*TASK DESCRIPTION*.
Copy out the data below, substituting "Locate" for every "Mark" and changing nothing else. Leave the pictures out.

*INFORMATION GIVEN*.
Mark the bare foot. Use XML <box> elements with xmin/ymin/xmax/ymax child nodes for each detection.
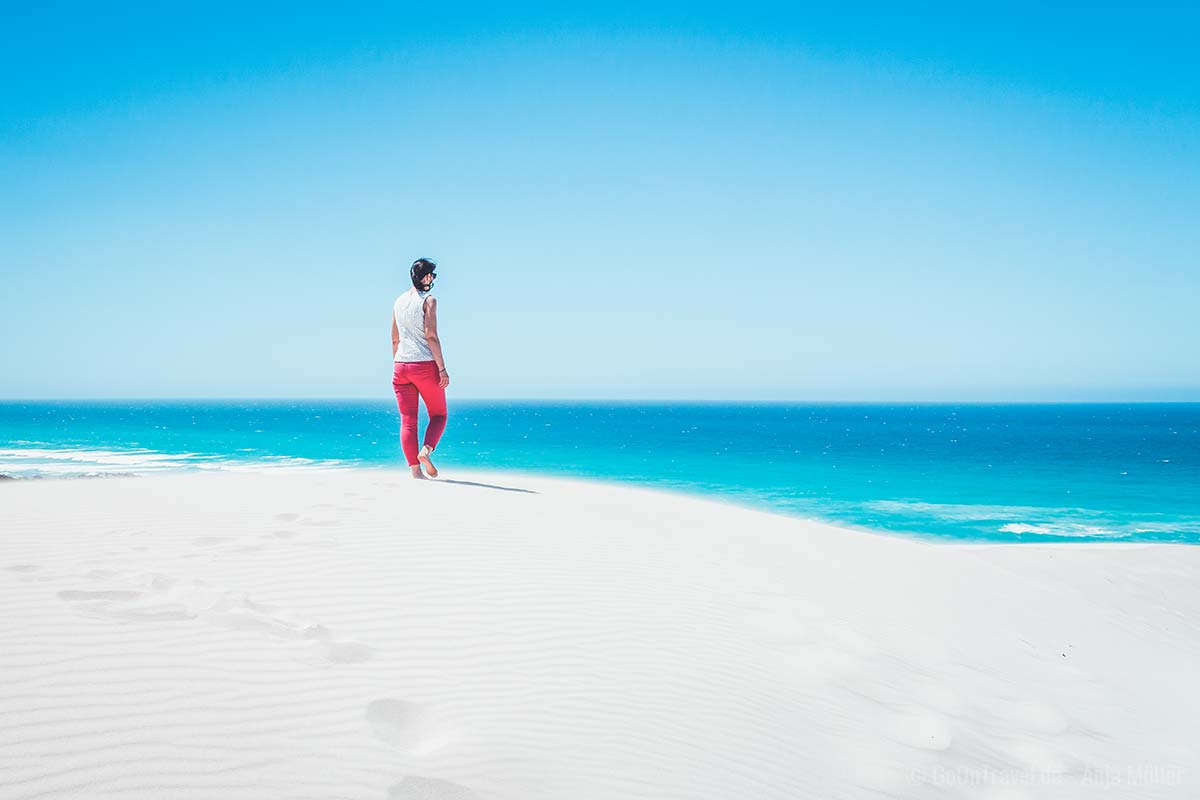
<box><xmin>416</xmin><ymin>445</ymin><xmax>438</xmax><ymax>477</ymax></box>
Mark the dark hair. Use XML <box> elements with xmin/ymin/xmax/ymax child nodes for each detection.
<box><xmin>408</xmin><ymin>258</ymin><xmax>438</xmax><ymax>291</ymax></box>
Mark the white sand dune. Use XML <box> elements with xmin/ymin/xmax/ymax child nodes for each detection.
<box><xmin>0</xmin><ymin>470</ymin><xmax>1200</xmax><ymax>800</ymax></box>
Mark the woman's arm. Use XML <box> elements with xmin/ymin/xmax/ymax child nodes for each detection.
<box><xmin>425</xmin><ymin>297</ymin><xmax>450</xmax><ymax>387</ymax></box>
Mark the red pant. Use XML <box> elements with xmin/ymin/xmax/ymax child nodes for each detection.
<box><xmin>391</xmin><ymin>361</ymin><xmax>446</xmax><ymax>467</ymax></box>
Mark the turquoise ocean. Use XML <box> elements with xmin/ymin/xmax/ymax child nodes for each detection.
<box><xmin>0</xmin><ymin>397</ymin><xmax>1200</xmax><ymax>543</ymax></box>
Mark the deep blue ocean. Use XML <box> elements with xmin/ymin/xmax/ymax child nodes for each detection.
<box><xmin>0</xmin><ymin>398</ymin><xmax>1200</xmax><ymax>543</ymax></box>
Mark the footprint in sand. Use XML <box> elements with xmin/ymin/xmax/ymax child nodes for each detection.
<box><xmin>388</xmin><ymin>775</ymin><xmax>479</xmax><ymax>800</ymax></box>
<box><xmin>366</xmin><ymin>698</ymin><xmax>454</xmax><ymax>757</ymax></box>
<box><xmin>58</xmin><ymin>575</ymin><xmax>374</xmax><ymax>663</ymax></box>
<box><xmin>884</xmin><ymin>711</ymin><xmax>954</xmax><ymax>750</ymax></box>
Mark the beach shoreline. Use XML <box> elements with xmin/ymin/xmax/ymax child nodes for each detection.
<box><xmin>0</xmin><ymin>468</ymin><xmax>1200</xmax><ymax>800</ymax></box>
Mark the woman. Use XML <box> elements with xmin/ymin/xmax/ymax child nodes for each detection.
<box><xmin>391</xmin><ymin>258</ymin><xmax>450</xmax><ymax>480</ymax></box>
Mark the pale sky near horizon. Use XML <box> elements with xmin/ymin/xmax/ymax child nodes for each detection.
<box><xmin>0</xmin><ymin>4</ymin><xmax>1200</xmax><ymax>401</ymax></box>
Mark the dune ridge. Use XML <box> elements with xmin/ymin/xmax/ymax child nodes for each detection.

*COMPLETE RESPONSE*.
Locate the bare foot. Use XML <box> elements with xmin/ymin/xmax/ymax child nodes for each detection.
<box><xmin>416</xmin><ymin>445</ymin><xmax>438</xmax><ymax>477</ymax></box>
Locate the dark hair. Use XML <box> elements with xmin/ymin/xmax/ymax child nodes for each detection.
<box><xmin>408</xmin><ymin>258</ymin><xmax>438</xmax><ymax>291</ymax></box>
Locate the white sand dune. Use XML <box> elements with xmin/ymin/xmax/ymax child nodes for each detection.
<box><xmin>0</xmin><ymin>470</ymin><xmax>1200</xmax><ymax>800</ymax></box>
Locate the woman's arm. Use XML <box> elements with xmin/ymin/xmax/ymax child nodes for each detection.
<box><xmin>425</xmin><ymin>297</ymin><xmax>450</xmax><ymax>387</ymax></box>
Locate the red pant. Use XML <box> elements with xmin/ymin/xmax/ymax child nodes for each detection.
<box><xmin>391</xmin><ymin>361</ymin><xmax>446</xmax><ymax>467</ymax></box>
Locate the turquoise ocean. Use XML <box> elements with xmin/ymin/xmax/ymax child nodes for each detection.
<box><xmin>0</xmin><ymin>397</ymin><xmax>1200</xmax><ymax>543</ymax></box>
Locate the deep blue ocean. Use XML <box> elements with xmin/ymin/xmax/ymax child nodes for each detection.
<box><xmin>0</xmin><ymin>398</ymin><xmax>1200</xmax><ymax>543</ymax></box>
Locate the footprint in sand. Use XML <box> elements with xmin/ymin/xmax/ymax child nodes for each detection.
<box><xmin>388</xmin><ymin>775</ymin><xmax>479</xmax><ymax>800</ymax></box>
<box><xmin>366</xmin><ymin>698</ymin><xmax>454</xmax><ymax>757</ymax></box>
<box><xmin>58</xmin><ymin>575</ymin><xmax>374</xmax><ymax>663</ymax></box>
<box><xmin>884</xmin><ymin>711</ymin><xmax>954</xmax><ymax>750</ymax></box>
Locate the beach shoreline. Use XML <box> elements with xmin/ymin/xmax/ymax child nodes for each detection.
<box><xmin>0</xmin><ymin>468</ymin><xmax>1200</xmax><ymax>800</ymax></box>
Locate the woman. Use XML <box> elements with xmin/ymin/xmax/ymax child nodes for each detection.
<box><xmin>391</xmin><ymin>258</ymin><xmax>450</xmax><ymax>480</ymax></box>
Locate the pale sky near horizon. Use XML <box> elements with xmin/ymin/xmax/ymax child nodes for each detection.
<box><xmin>0</xmin><ymin>4</ymin><xmax>1200</xmax><ymax>401</ymax></box>
Locate the dune ridge. Use XML <box> elements with xmin/ymin/xmax/ymax child nodes for each detection.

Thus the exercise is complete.